* _AIM OF THE EXERCISE_
Copy the lines of the records below word for word, from the line containing "Target: tree line" through the end of the records, leaving out the pictures.

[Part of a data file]
"""

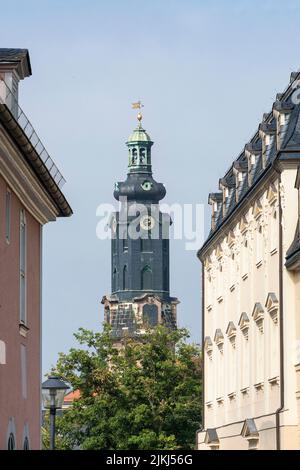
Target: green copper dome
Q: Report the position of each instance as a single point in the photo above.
(139, 135)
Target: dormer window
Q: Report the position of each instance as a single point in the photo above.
(252, 159)
(258, 316)
(231, 333)
(208, 346)
(219, 340)
(244, 325)
(272, 306)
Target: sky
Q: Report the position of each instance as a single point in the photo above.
(206, 72)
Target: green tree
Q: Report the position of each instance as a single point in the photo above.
(144, 395)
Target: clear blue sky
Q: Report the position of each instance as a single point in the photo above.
(206, 71)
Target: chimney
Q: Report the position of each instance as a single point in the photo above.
(14, 66)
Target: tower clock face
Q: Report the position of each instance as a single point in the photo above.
(146, 185)
(147, 222)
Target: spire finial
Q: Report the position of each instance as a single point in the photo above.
(138, 105)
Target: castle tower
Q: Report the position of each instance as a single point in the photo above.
(140, 247)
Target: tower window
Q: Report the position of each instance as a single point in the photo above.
(125, 243)
(11, 444)
(147, 278)
(150, 314)
(134, 157)
(142, 156)
(125, 277)
(26, 444)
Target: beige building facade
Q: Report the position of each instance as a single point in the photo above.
(251, 292)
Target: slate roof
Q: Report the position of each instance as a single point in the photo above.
(284, 143)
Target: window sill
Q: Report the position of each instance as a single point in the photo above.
(23, 329)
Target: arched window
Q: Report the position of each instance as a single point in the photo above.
(125, 277)
(26, 444)
(147, 278)
(134, 157)
(150, 314)
(11, 443)
(142, 156)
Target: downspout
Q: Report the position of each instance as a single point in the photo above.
(202, 358)
(281, 339)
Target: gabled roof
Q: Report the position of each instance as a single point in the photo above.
(18, 56)
(285, 146)
(231, 329)
(244, 320)
(211, 436)
(258, 311)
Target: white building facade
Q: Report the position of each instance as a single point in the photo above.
(251, 292)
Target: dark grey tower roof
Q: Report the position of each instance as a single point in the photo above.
(18, 56)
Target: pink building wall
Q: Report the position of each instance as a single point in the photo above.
(18, 412)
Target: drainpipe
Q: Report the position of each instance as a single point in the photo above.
(281, 339)
(203, 380)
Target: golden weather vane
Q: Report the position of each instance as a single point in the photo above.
(138, 105)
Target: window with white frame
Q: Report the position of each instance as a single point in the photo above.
(23, 243)
(7, 215)
(259, 241)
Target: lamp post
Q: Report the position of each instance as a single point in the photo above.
(53, 392)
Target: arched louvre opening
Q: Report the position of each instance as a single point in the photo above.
(150, 314)
(147, 278)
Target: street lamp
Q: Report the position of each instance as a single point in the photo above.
(53, 392)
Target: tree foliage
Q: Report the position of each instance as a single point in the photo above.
(144, 395)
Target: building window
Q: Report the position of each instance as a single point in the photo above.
(2, 353)
(125, 278)
(146, 245)
(7, 215)
(22, 267)
(147, 278)
(23, 371)
(11, 443)
(26, 444)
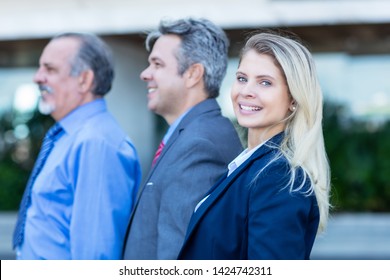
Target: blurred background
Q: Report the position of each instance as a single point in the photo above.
(350, 40)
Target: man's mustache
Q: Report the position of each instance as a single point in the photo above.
(45, 89)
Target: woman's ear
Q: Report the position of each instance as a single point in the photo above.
(194, 74)
(293, 106)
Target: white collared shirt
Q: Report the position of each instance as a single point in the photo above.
(240, 159)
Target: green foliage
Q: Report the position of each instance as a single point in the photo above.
(17, 156)
(359, 155)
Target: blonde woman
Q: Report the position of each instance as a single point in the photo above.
(274, 199)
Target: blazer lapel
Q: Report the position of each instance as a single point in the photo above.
(216, 191)
(223, 184)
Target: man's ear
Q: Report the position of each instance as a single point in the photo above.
(86, 81)
(194, 74)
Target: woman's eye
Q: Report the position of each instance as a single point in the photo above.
(265, 83)
(241, 79)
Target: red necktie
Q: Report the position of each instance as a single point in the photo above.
(158, 152)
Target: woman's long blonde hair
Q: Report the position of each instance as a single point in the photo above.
(303, 143)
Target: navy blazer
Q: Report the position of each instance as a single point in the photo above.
(254, 218)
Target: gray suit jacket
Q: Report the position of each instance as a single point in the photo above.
(194, 158)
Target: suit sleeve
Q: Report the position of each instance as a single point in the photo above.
(197, 169)
(277, 219)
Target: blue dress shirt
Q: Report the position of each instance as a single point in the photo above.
(84, 195)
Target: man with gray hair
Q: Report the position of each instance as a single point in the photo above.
(86, 177)
(187, 63)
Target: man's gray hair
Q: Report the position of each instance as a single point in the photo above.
(95, 55)
(201, 42)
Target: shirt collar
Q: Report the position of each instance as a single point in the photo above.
(75, 119)
(173, 126)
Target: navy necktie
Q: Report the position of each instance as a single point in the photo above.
(47, 145)
(158, 152)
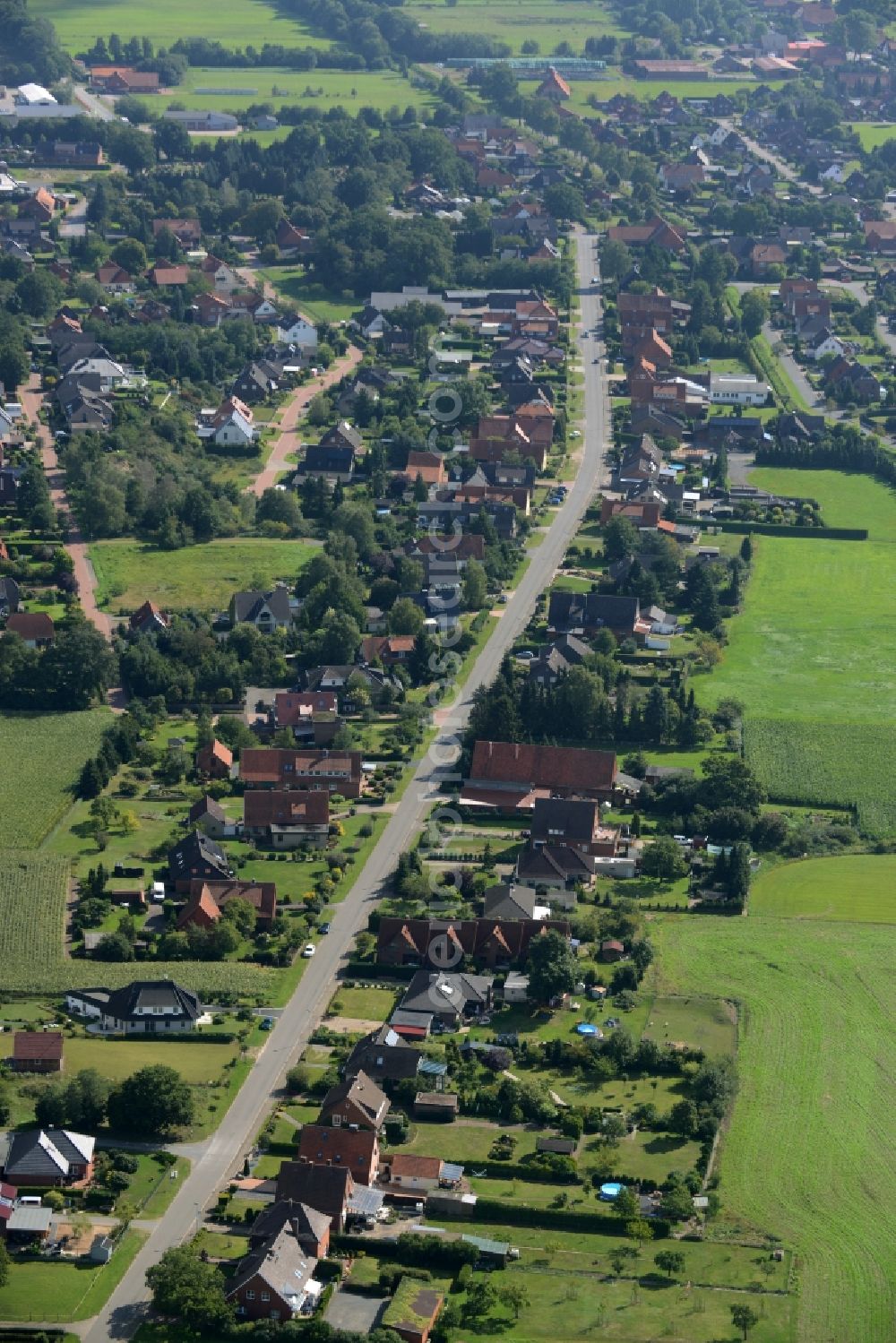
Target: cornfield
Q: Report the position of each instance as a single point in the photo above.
(826, 764)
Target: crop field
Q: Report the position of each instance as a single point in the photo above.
(237, 88)
(810, 1154)
(856, 888)
(202, 576)
(236, 24)
(514, 23)
(823, 763)
(32, 899)
(42, 756)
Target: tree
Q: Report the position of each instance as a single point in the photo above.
(743, 1318)
(551, 968)
(664, 860)
(514, 1296)
(185, 1288)
(152, 1101)
(669, 1262)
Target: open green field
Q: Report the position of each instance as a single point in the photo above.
(42, 758)
(201, 576)
(237, 89)
(856, 888)
(238, 23)
(514, 23)
(872, 134)
(810, 1152)
(56, 1289)
(316, 303)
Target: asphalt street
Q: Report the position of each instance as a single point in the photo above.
(223, 1154)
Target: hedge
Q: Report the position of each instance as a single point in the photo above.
(549, 1218)
(813, 533)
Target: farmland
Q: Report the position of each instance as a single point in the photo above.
(201, 576)
(810, 1149)
(823, 763)
(48, 751)
(34, 899)
(81, 23)
(858, 888)
(323, 89)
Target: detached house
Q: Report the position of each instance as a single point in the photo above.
(268, 611)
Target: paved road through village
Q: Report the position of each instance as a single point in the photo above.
(222, 1155)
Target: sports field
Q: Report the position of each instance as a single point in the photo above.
(855, 888)
(810, 1154)
(201, 576)
(237, 23)
(40, 758)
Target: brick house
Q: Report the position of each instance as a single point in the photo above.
(352, 1149)
(37, 1052)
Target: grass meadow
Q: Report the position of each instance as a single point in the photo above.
(201, 576)
(237, 23)
(810, 1151)
(42, 756)
(813, 653)
(853, 888)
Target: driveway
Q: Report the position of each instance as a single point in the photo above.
(222, 1155)
(357, 1313)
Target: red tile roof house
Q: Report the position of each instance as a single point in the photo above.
(357, 1149)
(34, 627)
(37, 1052)
(506, 775)
(327, 1189)
(358, 1100)
(288, 820)
(207, 899)
(339, 771)
(215, 761)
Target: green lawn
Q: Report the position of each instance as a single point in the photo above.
(242, 21)
(202, 576)
(236, 89)
(54, 1289)
(705, 1023)
(810, 1152)
(43, 755)
(856, 888)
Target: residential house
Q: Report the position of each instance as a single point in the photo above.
(311, 1229)
(268, 611)
(295, 820)
(48, 1158)
(145, 1006)
(34, 627)
(327, 1189)
(449, 998)
(196, 857)
(352, 1147)
(355, 1100)
(591, 611)
(37, 1052)
(384, 1057)
(210, 817)
(338, 771)
(274, 1281)
(209, 899)
(148, 619)
(575, 822)
(508, 777)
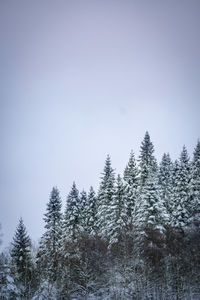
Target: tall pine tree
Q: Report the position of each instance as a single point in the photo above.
(105, 197)
(49, 252)
(21, 263)
(147, 161)
(165, 182)
(182, 205)
(130, 188)
(195, 180)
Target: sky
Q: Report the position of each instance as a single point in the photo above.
(81, 79)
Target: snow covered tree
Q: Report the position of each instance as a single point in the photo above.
(21, 264)
(151, 217)
(151, 211)
(72, 218)
(83, 210)
(48, 255)
(147, 161)
(8, 289)
(181, 190)
(165, 182)
(91, 212)
(195, 180)
(130, 187)
(105, 197)
(117, 212)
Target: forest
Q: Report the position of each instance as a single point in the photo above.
(136, 237)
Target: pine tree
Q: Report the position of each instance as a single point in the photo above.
(147, 161)
(91, 212)
(151, 212)
(181, 190)
(165, 182)
(195, 181)
(117, 213)
(130, 188)
(49, 256)
(21, 260)
(72, 217)
(151, 218)
(8, 289)
(83, 210)
(105, 197)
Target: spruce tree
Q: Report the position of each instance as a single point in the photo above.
(91, 212)
(151, 212)
(130, 188)
(21, 263)
(83, 210)
(195, 181)
(165, 182)
(49, 252)
(72, 217)
(181, 190)
(117, 214)
(147, 161)
(105, 197)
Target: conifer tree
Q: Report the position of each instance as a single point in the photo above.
(181, 190)
(117, 212)
(91, 212)
(147, 161)
(21, 264)
(72, 217)
(8, 289)
(49, 256)
(151, 212)
(165, 182)
(130, 188)
(195, 180)
(83, 210)
(105, 197)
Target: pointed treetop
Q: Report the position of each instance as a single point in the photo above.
(131, 171)
(73, 196)
(196, 157)
(147, 145)
(184, 157)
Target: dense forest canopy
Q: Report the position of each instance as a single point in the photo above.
(136, 237)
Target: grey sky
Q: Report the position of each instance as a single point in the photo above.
(80, 79)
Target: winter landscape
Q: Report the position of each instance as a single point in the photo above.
(100, 150)
(138, 237)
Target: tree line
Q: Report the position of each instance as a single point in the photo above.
(138, 237)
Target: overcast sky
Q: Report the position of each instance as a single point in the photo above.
(80, 79)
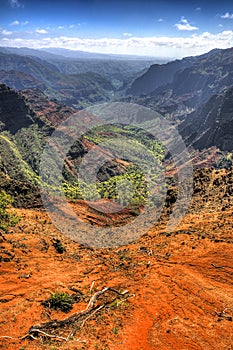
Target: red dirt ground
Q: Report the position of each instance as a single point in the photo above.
(180, 285)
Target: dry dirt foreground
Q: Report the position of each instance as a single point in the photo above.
(180, 287)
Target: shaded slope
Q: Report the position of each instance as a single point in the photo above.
(212, 124)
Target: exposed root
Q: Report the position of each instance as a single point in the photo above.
(82, 317)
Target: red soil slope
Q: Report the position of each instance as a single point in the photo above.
(180, 283)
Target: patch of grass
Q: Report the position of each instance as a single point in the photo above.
(59, 246)
(59, 301)
(7, 219)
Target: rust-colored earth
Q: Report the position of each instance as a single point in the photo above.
(180, 283)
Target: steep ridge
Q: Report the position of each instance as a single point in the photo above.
(212, 124)
(189, 82)
(25, 72)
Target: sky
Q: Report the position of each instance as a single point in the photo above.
(171, 29)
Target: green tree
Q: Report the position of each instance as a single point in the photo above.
(7, 219)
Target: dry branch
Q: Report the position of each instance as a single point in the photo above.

"""

* _RESPONSE TO THIS TASK_
Target: tree line
Q: Report the position of each instance as a single point in the photo above.
(138, 237)
Target: overcast sky
Q: Report the position of each instance as a single point in the photo above.
(80, 79)
Target: red dirt ground
Q: Report the position of each instance as a single point in the photo above.
(180, 285)
Target: dry dirt foreground
Q: Report the position of each instance as a single point in the photo above.
(180, 287)
Target: shaded slope
Q: Report the position of each instance as a single point in the photo above.
(212, 124)
Target: exposed root
Q: Report the position of each instance as a single point in the photo above.
(82, 317)
Target: red soil slope
Q: Report the position of each instance as a single point in the photo above.
(180, 283)
Target: patch of grass
Q: Report the position of each instance as a single point in the photo above.
(59, 246)
(59, 301)
(7, 219)
Target: rust-colored earth
Q: Report the position of each instance as a single point in the photo above.
(180, 283)
Target: steep ridge
Q: Report the position of each instance as a single point in the photo above.
(212, 124)
(189, 82)
(25, 72)
Target: sky
Q: Report the position of each instance as a single point in the photo above.
(171, 29)
Target: green tree
Q: Report the position of each instance as a single point in the photo above.
(7, 219)
Target: dry branch
Q: Report the position of each instance as a single point in the photo above.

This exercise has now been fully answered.